• _OBJECTIFS_:
1 > Dans le texte sur le bilinguisme et le débat des chefs, quel pourcentage d'appuis dans les sondages est attribué au chef unilingue ?
2 > Recopiez le passage du texte sur le bilinguisme et le débat des chefs commençant par « Quand le silence » et allant jusqu'à « publique. Ça commence! ».
3 > Reprenez le texte sur le bilinguisme et le débat des chefs là où il s'arrête et poursuivez-en la rédaction.

• _EXTRAIT DU DOCUMENT_:

┌────────

Quand le silence crie…
Le chef conservateur Blaine Higgs, officiellement repenti de son passé antibilinguisme, mais encore enfirouapé dans cet aura trouble, n’est pas encore aux commandes de l’État que déjà il propose de tripoter le principe du bilinguisme dans la fonction publique. Ça commence!
Ce nouvel accommodement permettrait que des postes bilingues puissent être accordés à des unilingues (anglophones, on s’en doute).
L’infortuné fonctionnaire unilingue devrait s’engager à apprendre l’autre langue (le français, on n’en doute pas), quitte à se faire gronder, dans trois ans, s’il ne la baragouine pas suffisamment bien.
J’ignore qui conseille de telles entourloupettes bilinguistiques (ou bilinguales?) au chef conservateur, mais cette personne devrait, elle, se faire mettre en pénitence dans le coin, car tout ce que son chef a semblé avoir appris après deux ans de formation en français, c’est qu’il y avait quatre dialectes francophones au NiouBrunswick.
Ce qui, doit-on en conclure, multiplie par quatre les difficultés d’apprentissage de la langue des anciens réfugiés de 1755, toujours aussi dérangeants en 2018, avec leurs ambulances, leurs autobus scolaires, leurs examens d’infirmières et toutes sortes d’autres niaiseries linguistiques qui enquiquinent la communauté propriétaire de la province.
Ce premier grumeau dans la sauce bleue de cette élection nous ramène au drôle de débat sur le débat des chefs. Aux dernières nouvelles, les Grands Tuteurs Invisibles de l’Acadie ont décidé qu’il n’y en aura pas de débat français. Que les francophones prennent leur trou! Comme d’habitude. Mais à qui la faute?
1. Est-ce la faute de Radio-Canada?
Radio-Canada a voulu ménager la chèvre et le chou en accommodant un chef unilingue, apparemment crédité de 35% d’appuis dans les sondages, au détriment d’un autre «tiers»: celui des citoyens francophones de la province. Mauvais calcul.
Ce faisant, elle a donné la regrettable impression de vouloir enlever à Pierre pour donner à Peter. Pas très élégant, ça.
Pourtant, n’est-ce pas le diffuseur public qui dit lui-même avoir «le devoir de présenter une couverture équitable et équilibrée des partis en période électorale»?
Maintenant, ce qui rendrait la situation encore plus inéquitable, ce serait un débat en anglais à la CBC, sans débat français à Radio-Canada! Ce serait le bouquet d’herbe à poux!
2. Est-ce la faute du chef libéral?
Non. Le chef libéral Brian Gallant a parfaitement raison d’exiger qu’un débat «des chefs» se tienne en présence… des chefs!

└────────

• _DONNÉES FOURNIES_:

┌────────

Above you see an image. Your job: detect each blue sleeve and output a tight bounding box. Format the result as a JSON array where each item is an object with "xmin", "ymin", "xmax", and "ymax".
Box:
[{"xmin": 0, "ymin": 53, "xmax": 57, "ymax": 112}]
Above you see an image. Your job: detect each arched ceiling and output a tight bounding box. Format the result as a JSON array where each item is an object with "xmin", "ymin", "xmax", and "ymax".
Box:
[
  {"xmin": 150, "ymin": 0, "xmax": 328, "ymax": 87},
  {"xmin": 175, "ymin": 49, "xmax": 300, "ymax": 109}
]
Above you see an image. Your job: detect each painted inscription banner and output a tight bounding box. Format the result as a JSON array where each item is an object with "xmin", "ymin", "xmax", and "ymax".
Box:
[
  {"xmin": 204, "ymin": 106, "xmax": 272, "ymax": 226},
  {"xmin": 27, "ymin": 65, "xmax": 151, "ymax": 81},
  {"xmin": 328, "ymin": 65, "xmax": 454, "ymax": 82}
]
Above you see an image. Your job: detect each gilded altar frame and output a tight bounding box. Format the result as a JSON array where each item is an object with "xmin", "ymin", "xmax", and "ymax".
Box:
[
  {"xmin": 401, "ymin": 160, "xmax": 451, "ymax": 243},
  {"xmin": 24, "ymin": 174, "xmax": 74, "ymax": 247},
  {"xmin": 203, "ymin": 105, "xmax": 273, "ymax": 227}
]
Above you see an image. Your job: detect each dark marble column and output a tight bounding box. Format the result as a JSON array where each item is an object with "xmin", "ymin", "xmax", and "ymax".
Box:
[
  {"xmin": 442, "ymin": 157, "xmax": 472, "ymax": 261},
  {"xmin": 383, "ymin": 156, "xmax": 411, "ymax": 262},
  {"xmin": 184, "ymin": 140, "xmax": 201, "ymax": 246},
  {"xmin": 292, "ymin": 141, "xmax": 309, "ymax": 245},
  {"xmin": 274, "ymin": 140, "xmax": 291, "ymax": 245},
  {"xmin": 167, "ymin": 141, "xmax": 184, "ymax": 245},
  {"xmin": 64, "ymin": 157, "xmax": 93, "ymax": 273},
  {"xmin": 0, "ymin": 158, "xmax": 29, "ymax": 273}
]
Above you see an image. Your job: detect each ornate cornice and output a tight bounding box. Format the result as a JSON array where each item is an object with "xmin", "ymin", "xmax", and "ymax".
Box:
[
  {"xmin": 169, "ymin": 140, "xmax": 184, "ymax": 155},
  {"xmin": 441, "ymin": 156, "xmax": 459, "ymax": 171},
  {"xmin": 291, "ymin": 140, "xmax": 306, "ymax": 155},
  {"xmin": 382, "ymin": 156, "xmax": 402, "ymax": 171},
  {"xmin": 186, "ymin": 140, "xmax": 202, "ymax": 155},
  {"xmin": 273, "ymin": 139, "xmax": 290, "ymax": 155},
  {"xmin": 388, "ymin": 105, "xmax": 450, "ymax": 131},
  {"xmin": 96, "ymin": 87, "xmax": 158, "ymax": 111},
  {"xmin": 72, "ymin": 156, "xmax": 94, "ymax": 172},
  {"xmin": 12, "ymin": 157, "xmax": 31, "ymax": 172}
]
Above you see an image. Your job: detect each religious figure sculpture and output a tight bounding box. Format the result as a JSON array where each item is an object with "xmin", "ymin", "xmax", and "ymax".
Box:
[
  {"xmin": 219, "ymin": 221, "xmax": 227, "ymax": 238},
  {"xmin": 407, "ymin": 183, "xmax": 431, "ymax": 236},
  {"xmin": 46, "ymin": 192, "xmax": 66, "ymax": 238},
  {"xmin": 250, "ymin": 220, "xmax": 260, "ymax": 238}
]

└────────

• _RÉPONSES ATTENDUES_:
1 > 35 %.

2 >
Quand le silence crie…
Le chef conservateur Blaine Higgs, officiellement repenti de son passé antibilinguisme, mais encore enfirouapé dans cet aura trouble, n’est pas encore aux commandes de l’État que déjà il propose de tripoter le principe du bilinguisme dans la fonction publique. Ça commence!

3 >
C’est non seulement sa prérogative à titre de chef et en tant que francophone, mais c’est surtout son devoir en tant que premier responsable actuel de l’application des lois relatives aux droits et à l’égalité des deux communautés linguistiques officielles de la province.
Mieux: par respect envers lui-même et envers les francophones, il devrait refuser un débat en anglais s’il n’y en a pas un en français! Ça brasserait dans les chaumières! Les francophones ont le droit de savoir si, une fois pour toutes, leur premier ministre va oser se tenir debout en leur nom. C’est ça, le leadership!
En aura-t-il le courage politique? Les paris sont lancés.
3. Est-ce la faute du chef conservateur?
Un chef politique a le droit d’être unilingue anglais. Mais si son unilinguisme est un motif suffisant pour priver les francophones de leur droit à un débat en français, il doit en assumer la responsabilité.
L’unilinguisme d’un chef ne le dispense nullement d’avoir à respecter les droits de ceux qui parlent une autre langue que lui... Et ce, même s’ils parlent en dialectes!
Le chef conservateur devrait avoir la sagacité politique de multiplier les gestes «d’apaisement» envers les francophones de la province, surtout en pleine campagne électorale!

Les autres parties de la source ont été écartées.